### TASK GOAL
In the records that follow, locate every line with "court" and extract it.

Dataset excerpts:
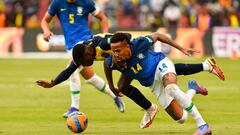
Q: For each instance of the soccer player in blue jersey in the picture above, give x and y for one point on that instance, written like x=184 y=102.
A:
x=73 y=16
x=98 y=49
x=155 y=70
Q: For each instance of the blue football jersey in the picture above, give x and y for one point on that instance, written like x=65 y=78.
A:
x=143 y=62
x=74 y=19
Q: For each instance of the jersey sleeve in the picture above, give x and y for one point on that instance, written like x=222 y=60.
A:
x=103 y=41
x=52 y=10
x=141 y=44
x=92 y=8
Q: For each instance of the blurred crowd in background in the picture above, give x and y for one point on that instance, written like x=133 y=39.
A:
x=130 y=14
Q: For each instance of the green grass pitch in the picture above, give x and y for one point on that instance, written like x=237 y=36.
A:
x=27 y=109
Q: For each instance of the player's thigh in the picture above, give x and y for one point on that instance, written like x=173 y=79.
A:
x=87 y=72
x=124 y=82
x=166 y=71
x=174 y=110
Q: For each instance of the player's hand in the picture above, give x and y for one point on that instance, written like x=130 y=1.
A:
x=189 y=51
x=117 y=92
x=45 y=84
x=47 y=35
x=119 y=64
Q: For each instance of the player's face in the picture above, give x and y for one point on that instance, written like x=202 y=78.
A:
x=88 y=56
x=121 y=50
x=71 y=1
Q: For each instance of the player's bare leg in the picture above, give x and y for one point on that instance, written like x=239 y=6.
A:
x=170 y=85
x=210 y=65
x=75 y=86
x=100 y=84
x=176 y=111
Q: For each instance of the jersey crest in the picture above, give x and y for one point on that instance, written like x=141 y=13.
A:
x=141 y=56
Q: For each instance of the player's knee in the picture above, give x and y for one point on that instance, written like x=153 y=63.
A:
x=122 y=87
x=183 y=119
x=171 y=88
x=169 y=78
x=75 y=77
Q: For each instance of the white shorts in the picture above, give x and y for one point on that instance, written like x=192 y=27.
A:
x=164 y=66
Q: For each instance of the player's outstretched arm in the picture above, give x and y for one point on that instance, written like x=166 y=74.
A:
x=44 y=24
x=108 y=73
x=64 y=75
x=103 y=20
x=161 y=37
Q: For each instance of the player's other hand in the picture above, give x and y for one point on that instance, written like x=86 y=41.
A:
x=189 y=51
x=47 y=35
x=45 y=84
x=117 y=92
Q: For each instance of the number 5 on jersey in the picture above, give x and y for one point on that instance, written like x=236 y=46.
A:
x=71 y=18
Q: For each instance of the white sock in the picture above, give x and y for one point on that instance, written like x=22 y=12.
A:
x=185 y=102
x=184 y=117
x=100 y=84
x=197 y=116
x=75 y=85
x=190 y=93
x=205 y=66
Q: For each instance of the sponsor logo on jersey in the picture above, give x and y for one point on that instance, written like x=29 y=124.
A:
x=140 y=56
x=63 y=9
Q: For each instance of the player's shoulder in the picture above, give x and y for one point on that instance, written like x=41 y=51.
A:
x=146 y=38
x=88 y=3
x=103 y=35
x=57 y=3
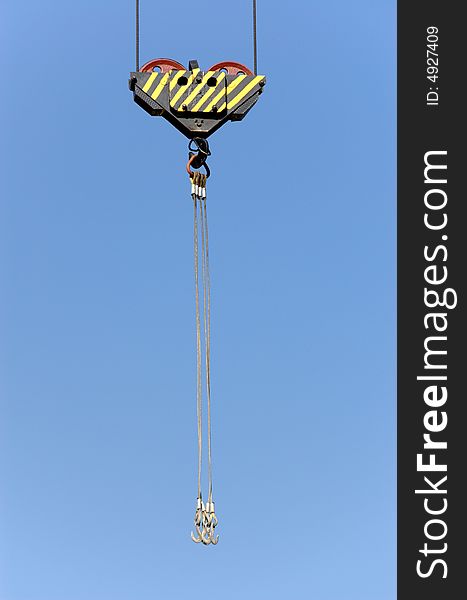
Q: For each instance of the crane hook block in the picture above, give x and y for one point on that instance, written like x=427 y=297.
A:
x=196 y=102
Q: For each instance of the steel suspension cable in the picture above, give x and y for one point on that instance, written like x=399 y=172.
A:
x=198 y=345
x=137 y=35
x=207 y=332
x=255 y=40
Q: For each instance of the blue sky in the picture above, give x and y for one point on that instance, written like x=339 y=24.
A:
x=97 y=363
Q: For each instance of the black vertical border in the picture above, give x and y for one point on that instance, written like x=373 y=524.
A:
x=423 y=128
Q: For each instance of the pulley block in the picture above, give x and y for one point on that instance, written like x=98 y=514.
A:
x=196 y=102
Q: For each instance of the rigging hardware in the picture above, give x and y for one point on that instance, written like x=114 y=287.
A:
x=198 y=103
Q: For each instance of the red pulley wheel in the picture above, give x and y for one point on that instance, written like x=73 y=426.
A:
x=232 y=68
x=164 y=64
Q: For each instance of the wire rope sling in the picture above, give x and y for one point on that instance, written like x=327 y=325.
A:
x=198 y=103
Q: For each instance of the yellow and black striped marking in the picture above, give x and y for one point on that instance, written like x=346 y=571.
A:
x=199 y=92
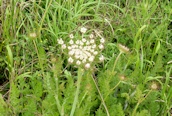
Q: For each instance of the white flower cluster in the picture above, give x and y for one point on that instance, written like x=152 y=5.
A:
x=84 y=51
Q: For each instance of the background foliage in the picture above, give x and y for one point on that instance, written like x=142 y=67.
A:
x=35 y=78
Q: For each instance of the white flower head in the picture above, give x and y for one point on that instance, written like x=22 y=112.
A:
x=78 y=62
x=81 y=43
x=60 y=41
x=71 y=36
x=84 y=60
x=94 y=46
x=101 y=46
x=102 y=40
x=71 y=52
x=123 y=48
x=70 y=60
x=91 y=36
x=33 y=35
x=83 y=30
x=87 y=43
x=92 y=41
x=101 y=58
x=63 y=46
x=91 y=59
x=71 y=42
x=95 y=52
x=77 y=42
x=87 y=66
x=84 y=40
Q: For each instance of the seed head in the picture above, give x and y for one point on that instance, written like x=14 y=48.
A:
x=83 y=30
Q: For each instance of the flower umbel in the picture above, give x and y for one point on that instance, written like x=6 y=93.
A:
x=84 y=50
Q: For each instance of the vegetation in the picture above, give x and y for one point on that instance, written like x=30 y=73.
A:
x=37 y=78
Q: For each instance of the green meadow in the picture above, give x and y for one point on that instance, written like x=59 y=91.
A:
x=85 y=58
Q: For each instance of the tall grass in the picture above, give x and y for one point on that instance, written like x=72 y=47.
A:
x=36 y=78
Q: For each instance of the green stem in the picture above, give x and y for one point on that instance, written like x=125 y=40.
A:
x=116 y=60
x=80 y=73
x=139 y=102
x=103 y=102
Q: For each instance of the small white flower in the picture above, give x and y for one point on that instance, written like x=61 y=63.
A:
x=69 y=47
x=77 y=56
x=92 y=50
x=80 y=47
x=70 y=60
x=101 y=58
x=78 y=62
x=87 y=53
x=71 y=52
x=88 y=48
x=101 y=46
x=87 y=43
x=77 y=52
x=91 y=59
x=60 y=41
x=71 y=36
x=64 y=46
x=84 y=60
x=102 y=40
x=77 y=42
x=87 y=66
x=94 y=46
x=83 y=30
x=71 y=42
x=84 y=40
x=81 y=57
x=95 y=53
x=91 y=36
x=81 y=43
x=92 y=41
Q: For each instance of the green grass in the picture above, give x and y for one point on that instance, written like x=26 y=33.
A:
x=37 y=80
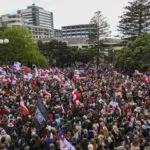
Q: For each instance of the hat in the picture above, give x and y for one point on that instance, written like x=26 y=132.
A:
x=3 y=132
x=90 y=147
x=11 y=125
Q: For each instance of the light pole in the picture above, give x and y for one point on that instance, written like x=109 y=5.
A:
x=4 y=41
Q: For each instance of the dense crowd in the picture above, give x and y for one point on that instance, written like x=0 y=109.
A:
x=112 y=111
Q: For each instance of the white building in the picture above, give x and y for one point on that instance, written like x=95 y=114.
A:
x=9 y=20
x=37 y=16
x=40 y=33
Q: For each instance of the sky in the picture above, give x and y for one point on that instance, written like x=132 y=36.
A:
x=70 y=12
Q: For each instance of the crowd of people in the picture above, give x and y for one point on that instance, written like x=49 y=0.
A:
x=95 y=108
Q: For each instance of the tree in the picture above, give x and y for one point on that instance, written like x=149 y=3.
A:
x=57 y=50
x=98 y=31
x=136 y=18
x=22 y=47
x=135 y=54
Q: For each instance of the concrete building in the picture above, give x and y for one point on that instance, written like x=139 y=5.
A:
x=9 y=20
x=72 y=31
x=37 y=16
x=57 y=33
x=76 y=35
x=40 y=33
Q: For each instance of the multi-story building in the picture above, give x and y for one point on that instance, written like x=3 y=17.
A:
x=74 y=31
x=33 y=18
x=57 y=33
x=37 y=16
x=9 y=20
x=40 y=33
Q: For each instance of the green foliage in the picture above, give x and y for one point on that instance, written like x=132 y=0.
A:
x=57 y=50
x=98 y=30
x=136 y=18
x=22 y=47
x=135 y=54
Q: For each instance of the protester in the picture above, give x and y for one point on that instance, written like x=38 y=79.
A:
x=75 y=107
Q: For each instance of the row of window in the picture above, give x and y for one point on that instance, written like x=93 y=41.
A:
x=74 y=27
x=73 y=34
x=67 y=31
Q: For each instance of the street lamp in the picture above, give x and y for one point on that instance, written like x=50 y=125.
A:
x=4 y=41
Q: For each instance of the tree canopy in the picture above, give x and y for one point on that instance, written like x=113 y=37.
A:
x=135 y=54
x=22 y=47
x=98 y=31
x=135 y=19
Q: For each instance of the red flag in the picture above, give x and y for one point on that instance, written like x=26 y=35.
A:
x=23 y=107
x=76 y=96
x=145 y=78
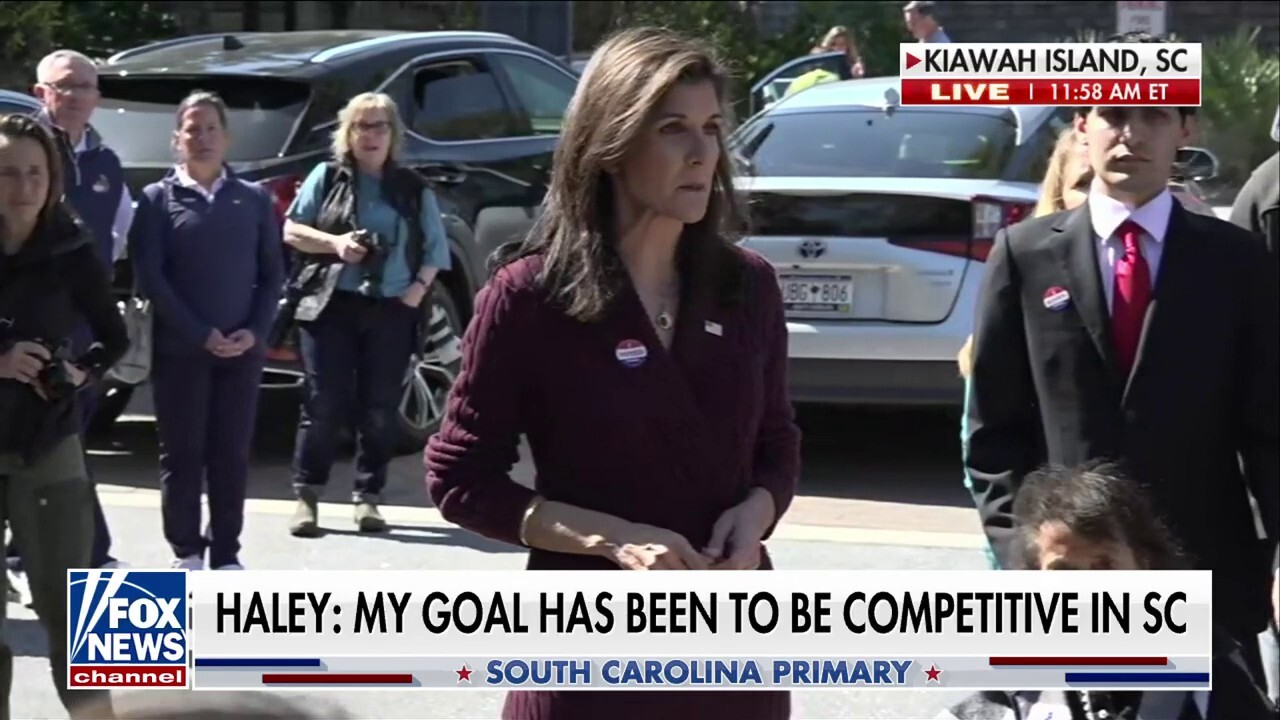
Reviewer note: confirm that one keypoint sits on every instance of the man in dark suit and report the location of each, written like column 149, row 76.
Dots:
column 1134, row 331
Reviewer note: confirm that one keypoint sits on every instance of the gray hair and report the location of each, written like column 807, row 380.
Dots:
column 347, row 117
column 48, row 62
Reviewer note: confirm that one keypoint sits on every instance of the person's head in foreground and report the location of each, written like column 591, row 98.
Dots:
column 181, row 705
column 1132, row 150
column 1089, row 518
column 641, row 154
column 1093, row 518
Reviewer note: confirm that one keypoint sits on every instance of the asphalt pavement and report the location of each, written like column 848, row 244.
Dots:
column 880, row 491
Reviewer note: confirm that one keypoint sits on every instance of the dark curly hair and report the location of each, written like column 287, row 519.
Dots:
column 1095, row 501
column 17, row 126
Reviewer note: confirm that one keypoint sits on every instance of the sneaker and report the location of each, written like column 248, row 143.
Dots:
column 19, row 589
column 192, row 563
column 366, row 515
column 306, row 515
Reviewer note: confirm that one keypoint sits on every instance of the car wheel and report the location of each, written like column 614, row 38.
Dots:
column 110, row 405
column 430, row 376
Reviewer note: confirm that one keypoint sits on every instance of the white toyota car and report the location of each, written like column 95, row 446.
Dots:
column 878, row 219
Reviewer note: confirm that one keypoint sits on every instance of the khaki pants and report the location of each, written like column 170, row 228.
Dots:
column 49, row 506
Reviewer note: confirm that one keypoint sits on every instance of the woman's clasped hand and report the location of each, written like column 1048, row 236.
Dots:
column 735, row 542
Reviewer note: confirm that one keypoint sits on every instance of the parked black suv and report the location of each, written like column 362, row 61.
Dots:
column 483, row 113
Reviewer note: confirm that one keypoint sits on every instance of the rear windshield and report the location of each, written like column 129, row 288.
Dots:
column 136, row 115
column 860, row 144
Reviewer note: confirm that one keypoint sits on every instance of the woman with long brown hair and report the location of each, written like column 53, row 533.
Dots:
column 640, row 351
column 51, row 282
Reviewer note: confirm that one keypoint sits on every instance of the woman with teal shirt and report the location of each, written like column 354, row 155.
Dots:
column 371, row 242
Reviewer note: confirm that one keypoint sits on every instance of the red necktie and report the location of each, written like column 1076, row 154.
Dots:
column 1130, row 297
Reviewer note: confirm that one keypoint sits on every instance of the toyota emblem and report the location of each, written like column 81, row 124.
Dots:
column 812, row 249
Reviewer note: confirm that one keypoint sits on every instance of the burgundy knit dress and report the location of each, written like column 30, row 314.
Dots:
column 671, row 441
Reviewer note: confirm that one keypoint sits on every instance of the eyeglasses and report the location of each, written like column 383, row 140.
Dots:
column 379, row 127
column 72, row 87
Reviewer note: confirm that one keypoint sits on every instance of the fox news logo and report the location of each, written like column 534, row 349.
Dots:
column 127, row 629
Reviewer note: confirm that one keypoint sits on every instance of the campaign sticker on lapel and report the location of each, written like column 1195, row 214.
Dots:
column 631, row 352
column 1056, row 299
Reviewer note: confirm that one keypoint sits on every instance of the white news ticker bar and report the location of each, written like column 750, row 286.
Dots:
column 1061, row 60
column 286, row 602
column 759, row 671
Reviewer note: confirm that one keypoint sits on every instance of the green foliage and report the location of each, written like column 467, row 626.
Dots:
column 31, row 30
column 1240, row 85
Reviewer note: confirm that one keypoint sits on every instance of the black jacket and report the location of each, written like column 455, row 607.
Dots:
column 1257, row 206
column 48, row 288
column 1202, row 396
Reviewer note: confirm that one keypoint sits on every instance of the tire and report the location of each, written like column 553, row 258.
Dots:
column 428, row 381
column 110, row 405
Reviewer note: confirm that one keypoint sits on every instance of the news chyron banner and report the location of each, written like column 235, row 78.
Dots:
column 639, row 630
column 1057, row 73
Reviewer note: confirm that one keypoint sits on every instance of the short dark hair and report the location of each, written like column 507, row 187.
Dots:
column 926, row 8
column 1138, row 36
column 1095, row 501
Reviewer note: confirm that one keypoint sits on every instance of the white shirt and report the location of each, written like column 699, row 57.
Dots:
column 187, row 181
column 1107, row 214
column 123, row 212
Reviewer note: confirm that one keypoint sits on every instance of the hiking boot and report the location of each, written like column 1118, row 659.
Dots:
column 368, row 518
column 306, row 516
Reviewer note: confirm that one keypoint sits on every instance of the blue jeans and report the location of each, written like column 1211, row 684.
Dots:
column 101, row 552
column 356, row 355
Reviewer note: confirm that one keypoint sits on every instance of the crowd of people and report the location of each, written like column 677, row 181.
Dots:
column 1116, row 327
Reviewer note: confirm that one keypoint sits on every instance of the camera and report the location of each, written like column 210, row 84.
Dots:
column 53, row 377
column 376, row 249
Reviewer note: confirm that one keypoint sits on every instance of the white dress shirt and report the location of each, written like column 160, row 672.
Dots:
column 123, row 212
column 187, row 181
column 1107, row 214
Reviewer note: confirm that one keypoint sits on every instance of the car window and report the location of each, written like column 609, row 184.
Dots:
column 778, row 83
column 136, row 114
column 542, row 90
column 461, row 100
column 8, row 108
column 876, row 144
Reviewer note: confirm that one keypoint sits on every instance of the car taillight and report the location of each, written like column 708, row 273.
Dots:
column 283, row 190
column 991, row 215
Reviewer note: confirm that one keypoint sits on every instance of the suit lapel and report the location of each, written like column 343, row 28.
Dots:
column 1079, row 256
column 1175, row 283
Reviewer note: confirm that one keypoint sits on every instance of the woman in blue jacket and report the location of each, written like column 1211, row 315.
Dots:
column 370, row 237
column 206, row 250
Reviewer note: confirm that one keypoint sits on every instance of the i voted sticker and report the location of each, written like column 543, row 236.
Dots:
column 1057, row 299
column 631, row 352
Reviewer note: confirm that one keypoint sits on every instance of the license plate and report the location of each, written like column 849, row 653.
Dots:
column 830, row 295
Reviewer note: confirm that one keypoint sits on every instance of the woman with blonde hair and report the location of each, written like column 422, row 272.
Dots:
column 839, row 39
column 370, row 241
column 641, row 352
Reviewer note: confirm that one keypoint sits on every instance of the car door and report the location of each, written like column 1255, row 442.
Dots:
column 773, row 86
column 469, row 135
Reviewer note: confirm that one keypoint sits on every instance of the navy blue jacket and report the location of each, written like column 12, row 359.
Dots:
column 208, row 265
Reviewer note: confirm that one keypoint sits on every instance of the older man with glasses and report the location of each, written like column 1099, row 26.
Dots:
column 67, row 87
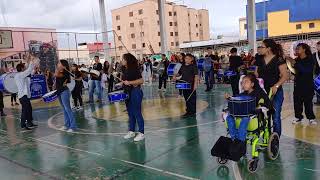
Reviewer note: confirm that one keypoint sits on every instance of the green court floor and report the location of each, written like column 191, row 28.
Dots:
column 174, row 148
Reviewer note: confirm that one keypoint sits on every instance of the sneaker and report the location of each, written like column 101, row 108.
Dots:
column 129, row 135
column 313, row 122
column 139, row 137
column 63, row 128
column 296, row 121
column 70, row 131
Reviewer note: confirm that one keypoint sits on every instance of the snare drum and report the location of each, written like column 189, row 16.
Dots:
column 50, row 96
column 117, row 96
column 200, row 64
column 183, row 86
column 7, row 83
column 241, row 106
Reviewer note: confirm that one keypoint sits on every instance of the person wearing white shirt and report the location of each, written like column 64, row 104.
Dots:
column 22, row 80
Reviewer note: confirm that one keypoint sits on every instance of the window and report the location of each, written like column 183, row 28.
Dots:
column 311, row 25
column 298, row 26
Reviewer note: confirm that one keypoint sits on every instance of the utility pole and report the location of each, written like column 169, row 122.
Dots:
column 104, row 30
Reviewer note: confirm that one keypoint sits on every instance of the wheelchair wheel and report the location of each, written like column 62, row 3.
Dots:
column 273, row 146
column 252, row 165
column 221, row 160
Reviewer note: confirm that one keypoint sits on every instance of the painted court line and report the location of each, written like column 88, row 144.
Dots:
column 128, row 162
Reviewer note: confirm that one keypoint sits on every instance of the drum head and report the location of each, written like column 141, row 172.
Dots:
column 9, row 82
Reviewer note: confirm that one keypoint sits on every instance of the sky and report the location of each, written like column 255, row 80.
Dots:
column 83, row 15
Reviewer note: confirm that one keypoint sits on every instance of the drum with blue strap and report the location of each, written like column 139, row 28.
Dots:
column 171, row 69
column 7, row 83
column 317, row 84
column 242, row 106
column 200, row 64
column 117, row 96
column 50, row 96
column 183, row 85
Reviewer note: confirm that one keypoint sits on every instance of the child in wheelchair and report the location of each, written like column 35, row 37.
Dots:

### RESPONSE
Reviewer note: confirm that one keypoint sits on every instance of the green court floor and report the location of each, written like column 191, row 28.
Reviewer note: confirm that one keypoint sits on every instance of the painted court line and report the location of each, written like column 88, row 144.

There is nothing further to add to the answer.